Coordinate annotation entries:

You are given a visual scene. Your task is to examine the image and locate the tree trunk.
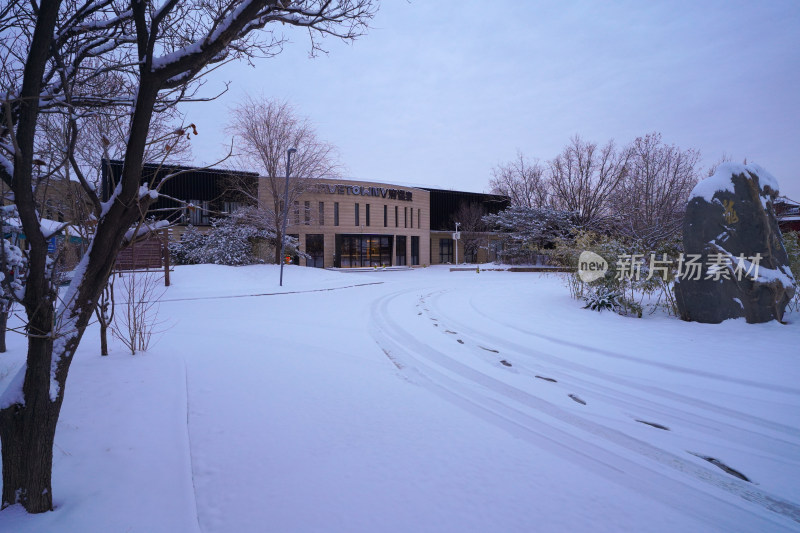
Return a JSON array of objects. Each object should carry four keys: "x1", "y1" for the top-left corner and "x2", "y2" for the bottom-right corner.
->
[
  {"x1": 100, "y1": 322, "x2": 108, "y2": 355},
  {"x1": 0, "y1": 338, "x2": 62, "y2": 513},
  {"x1": 0, "y1": 313, "x2": 8, "y2": 353}
]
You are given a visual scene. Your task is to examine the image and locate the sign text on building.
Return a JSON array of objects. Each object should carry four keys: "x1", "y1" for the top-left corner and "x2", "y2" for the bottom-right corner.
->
[{"x1": 319, "y1": 183, "x2": 412, "y2": 202}]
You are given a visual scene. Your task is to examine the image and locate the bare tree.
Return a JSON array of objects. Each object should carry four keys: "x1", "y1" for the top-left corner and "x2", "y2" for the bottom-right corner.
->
[
  {"x1": 0, "y1": 0, "x2": 375, "y2": 513},
  {"x1": 228, "y1": 96, "x2": 340, "y2": 263},
  {"x1": 489, "y1": 152, "x2": 549, "y2": 207},
  {"x1": 548, "y1": 135, "x2": 629, "y2": 229},
  {"x1": 612, "y1": 133, "x2": 700, "y2": 246},
  {"x1": 450, "y1": 202, "x2": 489, "y2": 261}
]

WHAT TO WORK ON: Could you write out all the records above again with "top-left corner" swapped for "upper-left corner" and everything else left unchanged? Leave the pictures out of your answer.

SOLUTION FOR THIS EXERCISE:
You are given a visual scene. Your task is to examine the image and locate the tree trunk.
Return a JSON array of objects. Each object should carry four keys: "x1", "y1" for the upper-left corner and "x2", "y2" for the bottom-right corner.
->
[
  {"x1": 100, "y1": 322, "x2": 108, "y2": 355},
  {"x1": 0, "y1": 338, "x2": 62, "y2": 513},
  {"x1": 0, "y1": 313, "x2": 8, "y2": 353}
]
You are given a visual scene. Your task is to examine the image and locate the sign text on building.
Return a JSON array of objects. Each object should carry four keys: "x1", "y1" for the upper-left corner and "x2", "y2" for the bottom-right corner.
->
[{"x1": 319, "y1": 183, "x2": 412, "y2": 202}]
You are given a visual scene. Your task is to examine the image and locate the bare tree.
Return a JSON array of objects. Each object should carry four keys: "x1", "y1" for the upper-left corner and "x2", "y2" for the bottom-right corner.
->
[
  {"x1": 0, "y1": 0, "x2": 375, "y2": 513},
  {"x1": 228, "y1": 96, "x2": 340, "y2": 263},
  {"x1": 489, "y1": 152, "x2": 549, "y2": 207},
  {"x1": 548, "y1": 135, "x2": 629, "y2": 229},
  {"x1": 612, "y1": 133, "x2": 700, "y2": 246},
  {"x1": 450, "y1": 202, "x2": 489, "y2": 261}
]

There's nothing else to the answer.